Tarefas do exercício:
1. Responda com base no texto:
(a) Quem Almeida aponta como "os dois protagonistas dos grandes problemas nas relações internacionais do Brasil"?
(b) O que a chanceler alemã Angela Merkel declarou no dia 21 de agosto?
(c) Que produtos brasileiros, segundo Almeida, as cadeias de importação podem boicotar?
2. Pode copiar fielmente o trecho do texto que começa em "O posicionamento do" e termina em "relevante nesse âmbito."?

---- Texto de origem

Ele observa que houve uma deterioração da imagem brasileira durante o governo Bolsonaro. “O Brasil virou um pária internacional, um país marginalizado e desprezado. É uma coisa muito triste para nós”, diz. Almeida coloca Ernesto Araújo e Ricardo Salles, respectivamente ministro das Relações Exteriores e ministro do Meio Ambiente, como “os dois protagonistas dos grandes problemas nas relações internacionais do Brasil”.
Almeida diz que “ainda que de vez em quando se faça um anúncio de que está preservando, isso é muito retórica”. Ele explica que a comunidade internacional “sabe exatamente o que está se passando no Brasil”, pois os dados do Inpe são universais e diferentes países têm satélites através dos quais é possível coletar informações sobre o desmatamento.
O posicionamento do Brasil quanto ao meio ambiente sinaliza, inclusive, possíveis impactos econômicos . No dia 21 de agosto, a chanceler alemã Angela Merkel declarou ter “sérias dúvidas” quanto à implementação do acordo comercial entre a União Europeia e o Mercosul devido ao aumento do desmatamento na Amazônia.
“Há uma chance sim de que esse acordo não entre em vigor e de que novas sanções sejam aprovadas”, analisa o diplomata Paulo Almeida. “E não precisam ser sanções oficiais, porque não são os governos que fazem exportação e importação”, acrescenta. Para ele, a pressão da opinião pública tem um papel relevante nesse âmbito.
“A opinião pública pode pressionar empresas e varejistas inteiros”, afirma Almeida. “Cadeias de importação podem simplesmente boicotar a compra de produtos brasileiros, como grãos, carnes ou qualquer outra coisa que lhes pareça suficientemente ofensivo. Grandes campanhas internacionais podem ocorrer. A opinião pública vai determinar grande parte de movimentos políticos, acordos de cooperação e, sobretudo, fluxos de comércio e de investimento”.

--------
---- Trechos do material

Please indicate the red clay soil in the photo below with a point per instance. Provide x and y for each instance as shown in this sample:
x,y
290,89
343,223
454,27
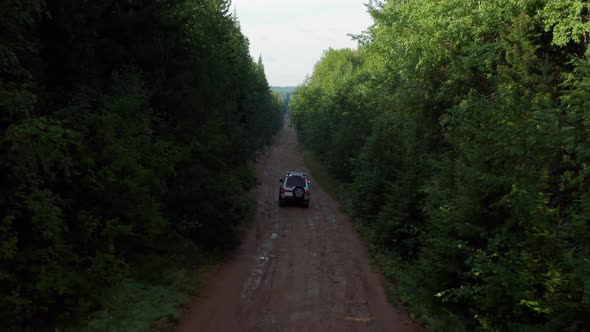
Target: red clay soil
x,y
298,269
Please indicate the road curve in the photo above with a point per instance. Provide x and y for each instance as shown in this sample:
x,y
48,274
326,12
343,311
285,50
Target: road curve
x,y
297,270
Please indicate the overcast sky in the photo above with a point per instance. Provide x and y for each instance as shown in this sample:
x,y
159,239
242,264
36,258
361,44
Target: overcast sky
x,y
292,34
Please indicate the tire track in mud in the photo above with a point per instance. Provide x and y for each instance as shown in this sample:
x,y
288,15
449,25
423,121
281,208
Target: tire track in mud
x,y
298,269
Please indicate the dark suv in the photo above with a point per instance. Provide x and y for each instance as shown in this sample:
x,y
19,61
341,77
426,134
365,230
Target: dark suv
x,y
294,188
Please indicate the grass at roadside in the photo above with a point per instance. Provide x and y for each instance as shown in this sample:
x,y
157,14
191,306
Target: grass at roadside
x,y
385,264
154,305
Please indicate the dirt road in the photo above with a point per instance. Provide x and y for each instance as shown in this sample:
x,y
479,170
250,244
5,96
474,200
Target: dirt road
x,y
297,270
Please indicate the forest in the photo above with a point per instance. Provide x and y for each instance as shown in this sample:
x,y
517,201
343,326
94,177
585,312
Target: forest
x,y
127,132
460,131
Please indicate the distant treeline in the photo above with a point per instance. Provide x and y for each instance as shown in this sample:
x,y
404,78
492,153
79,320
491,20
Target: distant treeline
x,y
285,93
126,128
462,130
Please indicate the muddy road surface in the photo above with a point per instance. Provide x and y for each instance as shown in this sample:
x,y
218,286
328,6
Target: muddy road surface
x,y
298,269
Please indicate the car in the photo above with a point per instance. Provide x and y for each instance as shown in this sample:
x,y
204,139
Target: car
x,y
294,188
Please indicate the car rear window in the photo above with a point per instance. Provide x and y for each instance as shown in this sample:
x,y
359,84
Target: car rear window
x,y
295,181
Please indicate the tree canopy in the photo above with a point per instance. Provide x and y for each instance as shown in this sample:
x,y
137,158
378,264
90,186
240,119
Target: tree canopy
x,y
461,130
126,128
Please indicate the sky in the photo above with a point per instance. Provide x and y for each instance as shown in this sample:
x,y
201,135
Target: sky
x,y
292,34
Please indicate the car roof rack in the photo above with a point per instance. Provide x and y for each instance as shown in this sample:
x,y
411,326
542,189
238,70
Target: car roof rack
x,y
302,174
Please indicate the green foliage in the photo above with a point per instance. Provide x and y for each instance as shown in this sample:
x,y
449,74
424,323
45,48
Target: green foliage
x,y
469,175
126,130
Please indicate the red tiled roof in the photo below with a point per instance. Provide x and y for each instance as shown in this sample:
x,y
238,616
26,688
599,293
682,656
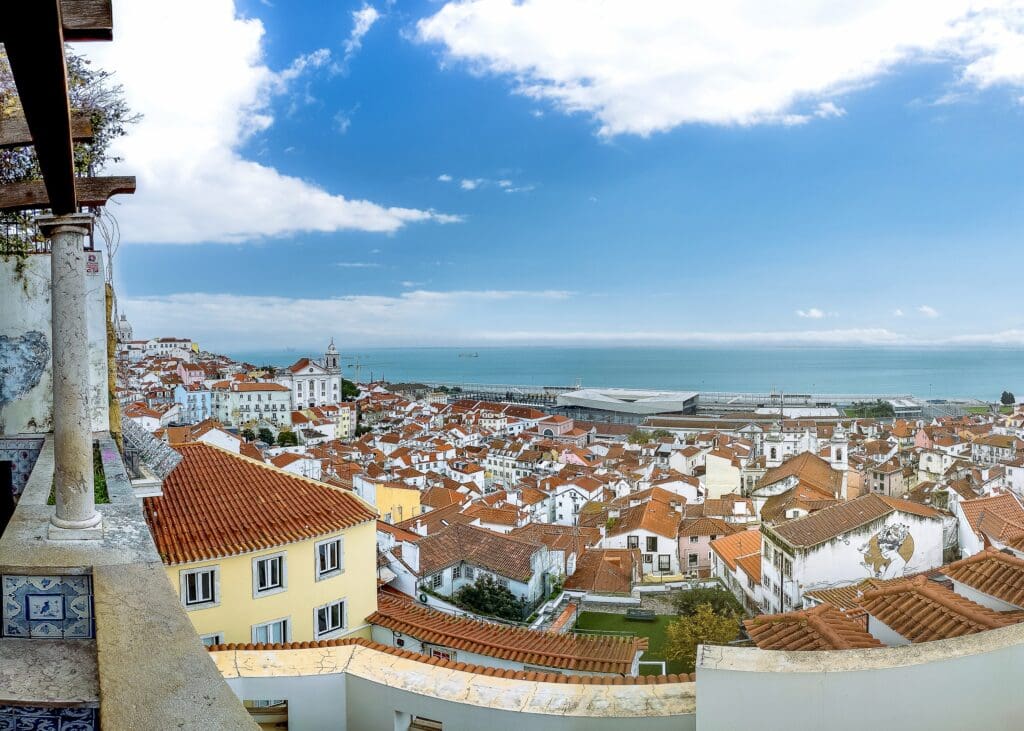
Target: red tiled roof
x,y
991,572
732,547
218,504
464,667
506,556
591,654
825,524
606,570
822,628
922,610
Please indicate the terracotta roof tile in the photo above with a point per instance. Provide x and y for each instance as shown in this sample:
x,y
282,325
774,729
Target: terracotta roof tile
x,y
589,654
838,519
507,556
992,572
464,667
732,547
606,570
822,628
922,610
216,504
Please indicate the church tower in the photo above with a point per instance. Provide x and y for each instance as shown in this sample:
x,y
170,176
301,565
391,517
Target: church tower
x,y
331,358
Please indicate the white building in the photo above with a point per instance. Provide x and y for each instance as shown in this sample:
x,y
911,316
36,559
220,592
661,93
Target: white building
x,y
870,536
313,383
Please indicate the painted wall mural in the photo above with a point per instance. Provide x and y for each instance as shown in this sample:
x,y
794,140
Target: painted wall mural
x,y
23,360
888,552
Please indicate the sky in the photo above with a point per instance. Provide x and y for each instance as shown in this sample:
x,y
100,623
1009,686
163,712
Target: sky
x,y
559,172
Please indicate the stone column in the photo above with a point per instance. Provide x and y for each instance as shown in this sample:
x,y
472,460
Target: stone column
x,y
76,515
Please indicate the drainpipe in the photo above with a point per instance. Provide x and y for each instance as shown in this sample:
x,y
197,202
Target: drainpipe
x,y
76,516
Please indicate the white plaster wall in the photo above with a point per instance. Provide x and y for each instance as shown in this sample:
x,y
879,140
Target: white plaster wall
x,y
949,685
25,306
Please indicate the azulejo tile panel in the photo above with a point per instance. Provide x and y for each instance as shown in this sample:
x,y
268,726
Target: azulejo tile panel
x,y
47,607
32,718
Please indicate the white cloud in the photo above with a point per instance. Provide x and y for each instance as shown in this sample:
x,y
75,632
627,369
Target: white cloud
x,y
421,316
225,321
363,20
200,104
815,313
342,121
648,68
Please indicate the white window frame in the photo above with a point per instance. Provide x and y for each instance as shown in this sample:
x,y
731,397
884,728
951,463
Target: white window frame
x,y
257,592
334,632
215,586
287,635
340,568
214,638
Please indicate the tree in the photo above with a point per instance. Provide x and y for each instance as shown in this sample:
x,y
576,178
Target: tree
x,y
701,628
721,601
485,596
90,90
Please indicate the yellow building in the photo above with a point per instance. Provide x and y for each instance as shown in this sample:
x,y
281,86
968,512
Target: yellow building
x,y
261,555
394,501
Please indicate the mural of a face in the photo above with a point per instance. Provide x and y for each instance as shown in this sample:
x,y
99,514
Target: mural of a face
x,y
888,552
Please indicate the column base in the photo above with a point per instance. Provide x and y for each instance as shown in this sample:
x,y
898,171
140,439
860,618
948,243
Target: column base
x,y
75,531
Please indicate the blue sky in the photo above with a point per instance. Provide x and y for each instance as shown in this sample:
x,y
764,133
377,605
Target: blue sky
x,y
611,179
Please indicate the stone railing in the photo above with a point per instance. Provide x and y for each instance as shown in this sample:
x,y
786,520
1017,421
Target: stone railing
x,y
102,639
361,686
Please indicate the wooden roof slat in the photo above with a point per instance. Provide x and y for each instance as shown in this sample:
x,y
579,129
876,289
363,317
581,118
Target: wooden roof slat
x,y
34,42
87,19
91,191
14,129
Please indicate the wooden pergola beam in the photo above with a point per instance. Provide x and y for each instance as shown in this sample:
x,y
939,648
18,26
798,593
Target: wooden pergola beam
x,y
14,129
87,19
91,191
34,41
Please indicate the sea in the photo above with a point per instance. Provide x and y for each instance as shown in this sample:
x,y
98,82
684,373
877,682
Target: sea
x,y
925,373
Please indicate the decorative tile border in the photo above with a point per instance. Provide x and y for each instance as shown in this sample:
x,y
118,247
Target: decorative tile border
x,y
22,453
48,607
33,718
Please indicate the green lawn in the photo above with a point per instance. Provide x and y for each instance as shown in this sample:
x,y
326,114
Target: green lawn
x,y
653,631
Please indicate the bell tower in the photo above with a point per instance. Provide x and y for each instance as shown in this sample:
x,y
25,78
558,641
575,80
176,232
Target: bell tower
x,y
331,357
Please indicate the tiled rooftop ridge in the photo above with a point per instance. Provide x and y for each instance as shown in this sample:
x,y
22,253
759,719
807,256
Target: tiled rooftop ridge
x,y
464,667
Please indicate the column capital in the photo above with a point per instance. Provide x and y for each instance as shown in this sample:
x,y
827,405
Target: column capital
x,y
78,222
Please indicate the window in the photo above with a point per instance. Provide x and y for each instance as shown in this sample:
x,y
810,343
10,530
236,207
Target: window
x,y
330,558
268,574
270,632
200,588
442,652
217,638
330,618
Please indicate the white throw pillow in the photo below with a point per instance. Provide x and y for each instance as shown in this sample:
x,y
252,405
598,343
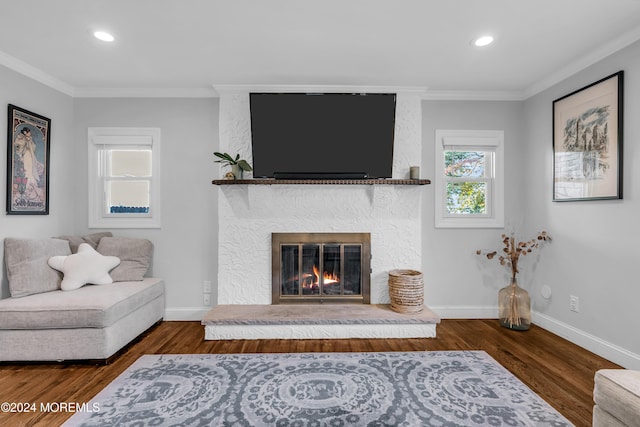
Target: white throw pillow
x,y
86,266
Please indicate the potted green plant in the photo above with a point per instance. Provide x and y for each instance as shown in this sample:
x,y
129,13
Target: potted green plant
x,y
238,165
514,303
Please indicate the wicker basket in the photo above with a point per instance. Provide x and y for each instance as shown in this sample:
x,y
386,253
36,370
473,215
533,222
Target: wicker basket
x,y
406,291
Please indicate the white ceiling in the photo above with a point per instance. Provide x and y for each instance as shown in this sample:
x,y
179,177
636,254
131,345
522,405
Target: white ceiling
x,y
186,47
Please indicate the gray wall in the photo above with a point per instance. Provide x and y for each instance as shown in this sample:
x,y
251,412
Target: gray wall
x,y
595,253
25,93
457,283
185,252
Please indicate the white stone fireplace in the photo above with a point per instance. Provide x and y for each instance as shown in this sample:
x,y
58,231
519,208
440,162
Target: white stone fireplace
x,y
249,214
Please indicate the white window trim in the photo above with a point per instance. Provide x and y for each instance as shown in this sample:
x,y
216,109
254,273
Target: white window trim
x,y
493,139
122,136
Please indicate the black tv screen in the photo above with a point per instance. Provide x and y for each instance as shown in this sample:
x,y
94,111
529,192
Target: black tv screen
x,y
326,135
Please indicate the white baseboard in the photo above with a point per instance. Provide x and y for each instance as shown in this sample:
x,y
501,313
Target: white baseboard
x,y
602,348
185,313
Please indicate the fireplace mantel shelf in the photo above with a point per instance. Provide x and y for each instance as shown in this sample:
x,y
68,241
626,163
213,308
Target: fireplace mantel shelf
x,y
268,181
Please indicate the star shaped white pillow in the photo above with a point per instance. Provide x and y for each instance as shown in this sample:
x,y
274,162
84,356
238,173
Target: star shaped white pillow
x,y
85,266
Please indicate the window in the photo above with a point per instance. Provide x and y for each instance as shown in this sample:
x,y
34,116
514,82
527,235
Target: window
x,y
124,184
470,178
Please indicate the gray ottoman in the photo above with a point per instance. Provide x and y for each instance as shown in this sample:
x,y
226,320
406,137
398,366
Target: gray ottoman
x,y
617,398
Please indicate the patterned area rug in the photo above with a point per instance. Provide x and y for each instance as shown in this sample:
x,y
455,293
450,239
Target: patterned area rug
x,y
318,389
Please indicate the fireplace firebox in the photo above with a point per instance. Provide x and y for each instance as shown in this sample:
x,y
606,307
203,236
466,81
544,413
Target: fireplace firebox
x,y
317,268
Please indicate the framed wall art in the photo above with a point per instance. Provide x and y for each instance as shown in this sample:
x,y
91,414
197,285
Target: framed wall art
x,y
27,162
587,142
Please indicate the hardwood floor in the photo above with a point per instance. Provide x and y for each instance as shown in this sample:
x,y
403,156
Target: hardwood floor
x,y
560,372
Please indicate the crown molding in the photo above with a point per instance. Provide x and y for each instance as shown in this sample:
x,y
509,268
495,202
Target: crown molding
x,y
162,92
454,95
231,89
34,73
584,62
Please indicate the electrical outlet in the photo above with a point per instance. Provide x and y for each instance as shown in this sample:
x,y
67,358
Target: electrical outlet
x,y
574,303
206,286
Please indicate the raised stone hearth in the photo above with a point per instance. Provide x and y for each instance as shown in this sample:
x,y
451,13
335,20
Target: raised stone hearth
x,y
225,322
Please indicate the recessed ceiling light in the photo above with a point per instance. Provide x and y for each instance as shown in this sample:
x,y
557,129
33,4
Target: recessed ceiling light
x,y
104,36
483,41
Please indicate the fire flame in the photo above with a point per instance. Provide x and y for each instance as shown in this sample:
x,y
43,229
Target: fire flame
x,y
327,278
312,280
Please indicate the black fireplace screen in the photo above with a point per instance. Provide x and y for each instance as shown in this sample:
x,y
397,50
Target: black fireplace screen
x,y
321,267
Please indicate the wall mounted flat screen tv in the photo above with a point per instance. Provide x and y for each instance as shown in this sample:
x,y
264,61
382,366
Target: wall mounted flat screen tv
x,y
328,135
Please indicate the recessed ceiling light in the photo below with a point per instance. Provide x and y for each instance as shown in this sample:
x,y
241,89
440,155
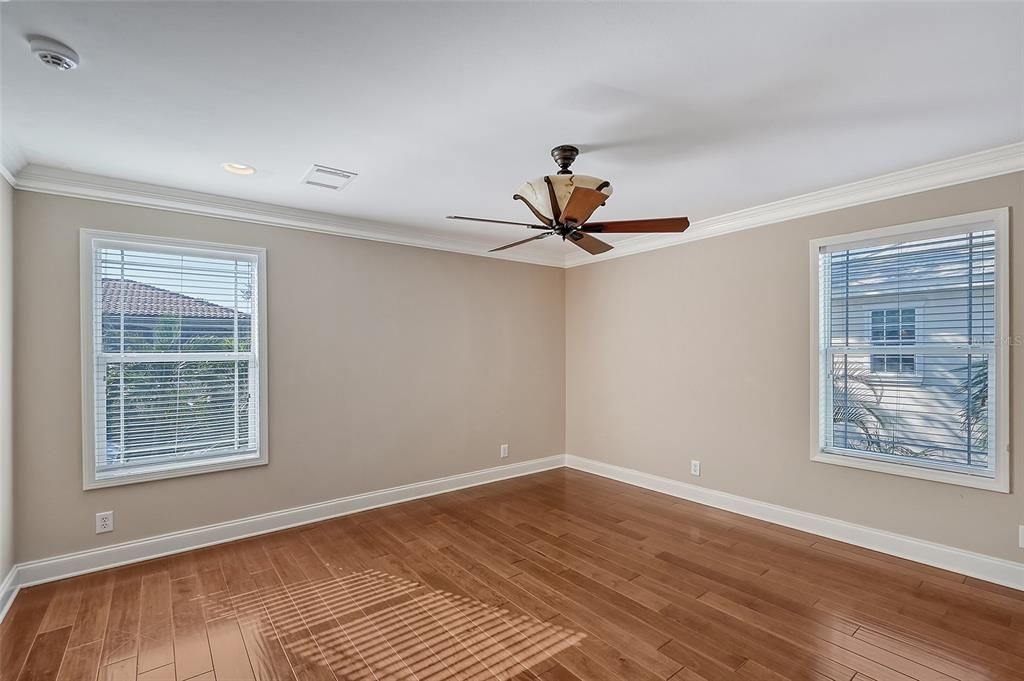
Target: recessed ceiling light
x,y
239,168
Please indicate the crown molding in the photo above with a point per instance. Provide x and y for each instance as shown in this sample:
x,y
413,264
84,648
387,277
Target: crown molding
x,y
44,179
989,163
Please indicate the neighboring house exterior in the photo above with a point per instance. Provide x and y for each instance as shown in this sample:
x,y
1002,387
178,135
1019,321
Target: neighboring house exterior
x,y
201,401
155,316
888,397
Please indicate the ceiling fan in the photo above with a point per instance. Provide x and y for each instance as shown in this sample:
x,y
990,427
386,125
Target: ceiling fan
x,y
563,204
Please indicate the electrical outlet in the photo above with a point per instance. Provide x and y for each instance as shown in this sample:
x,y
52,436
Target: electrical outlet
x,y
104,522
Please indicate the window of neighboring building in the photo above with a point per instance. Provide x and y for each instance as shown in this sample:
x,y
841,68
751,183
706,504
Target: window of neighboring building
x,y
898,328
940,288
173,338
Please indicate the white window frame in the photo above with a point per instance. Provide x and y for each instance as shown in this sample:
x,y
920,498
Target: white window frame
x,y
996,220
90,240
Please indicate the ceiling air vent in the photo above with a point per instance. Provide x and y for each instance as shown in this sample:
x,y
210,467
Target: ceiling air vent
x,y
53,54
328,178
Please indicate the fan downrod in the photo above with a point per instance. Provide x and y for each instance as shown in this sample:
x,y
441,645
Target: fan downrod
x,y
564,155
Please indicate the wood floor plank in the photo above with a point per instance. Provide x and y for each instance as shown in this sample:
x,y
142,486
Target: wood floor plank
x,y
121,636
156,640
228,650
82,663
44,657
192,646
557,576
19,627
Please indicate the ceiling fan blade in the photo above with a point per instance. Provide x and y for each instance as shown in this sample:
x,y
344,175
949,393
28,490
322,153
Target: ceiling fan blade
x,y
638,226
483,219
582,204
524,241
589,244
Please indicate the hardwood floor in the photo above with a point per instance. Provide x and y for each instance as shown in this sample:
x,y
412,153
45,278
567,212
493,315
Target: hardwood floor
x,y
557,576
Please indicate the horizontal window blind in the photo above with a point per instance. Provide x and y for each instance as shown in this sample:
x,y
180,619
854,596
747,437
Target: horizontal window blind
x,y
176,356
907,346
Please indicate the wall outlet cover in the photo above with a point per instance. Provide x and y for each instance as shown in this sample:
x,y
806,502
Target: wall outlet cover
x,y
104,522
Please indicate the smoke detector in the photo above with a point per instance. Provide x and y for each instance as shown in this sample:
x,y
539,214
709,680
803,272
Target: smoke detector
x,y
326,177
53,54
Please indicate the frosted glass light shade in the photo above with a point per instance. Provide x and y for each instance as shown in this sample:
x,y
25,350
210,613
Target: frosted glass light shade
x,y
536,194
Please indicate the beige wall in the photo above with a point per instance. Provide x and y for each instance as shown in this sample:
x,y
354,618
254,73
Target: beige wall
x,y
702,351
6,304
388,365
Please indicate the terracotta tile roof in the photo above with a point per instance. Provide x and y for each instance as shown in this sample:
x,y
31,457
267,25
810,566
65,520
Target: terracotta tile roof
x,y
138,299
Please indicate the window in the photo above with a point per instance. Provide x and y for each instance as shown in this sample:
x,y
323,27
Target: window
x,y
928,301
894,327
173,340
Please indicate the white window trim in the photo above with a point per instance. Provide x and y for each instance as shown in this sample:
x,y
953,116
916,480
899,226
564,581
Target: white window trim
x,y
995,219
88,241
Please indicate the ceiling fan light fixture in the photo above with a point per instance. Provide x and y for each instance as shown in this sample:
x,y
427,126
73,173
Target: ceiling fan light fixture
x,y
239,168
548,196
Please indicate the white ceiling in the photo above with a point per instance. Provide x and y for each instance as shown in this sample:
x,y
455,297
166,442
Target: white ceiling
x,y
689,109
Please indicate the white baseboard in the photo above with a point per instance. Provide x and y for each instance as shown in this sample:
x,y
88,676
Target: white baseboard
x,y
58,567
8,589
998,570
985,567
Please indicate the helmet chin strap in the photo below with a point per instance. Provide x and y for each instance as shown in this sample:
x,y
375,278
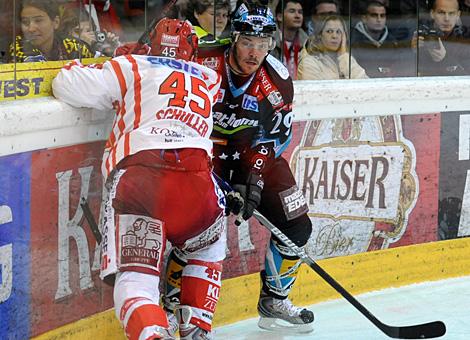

--------

Respostas por tarefa:
1.
(a) Ernesto Araújo e Ricardo Salles, respectivamente ministro das Relações Exteriores e ministro do Meio Ambiente.
(b) Declarou ter "sérias dúvidas" quanto à implementação do acordo comercial entre a União Europeia e o Mercosul, devido ao aumento do desmatamento na Amazônia.
(c) Grãos, carnes ou qualquer outra coisa que lhes pareça suficientemente ofensivo.

2.
O posicionamento do Brasil quanto ao meio ambiente sinaliza, inclusive, possíveis impactos econômicos . No dia 21 de agosto, a chanceler alemã Angela Merkel declarou ter “sérias dúvidas” quanto à implementação do acordo comercial entre a União Europeia e o Mercosul devido ao aumento do desmatamento na Amazônia.
“Há uma chance sim de que esse acordo não entre em vigor e de que novas sanções sejam aprovadas”, analisa o diplomata Paulo Almeida. “E não precisam ser sanções oficiais, porque não são os governos que fazem exportação e importação”, acrescenta. Para ele, a pressão da opinião pública tem um papel relevante nesse âmbito.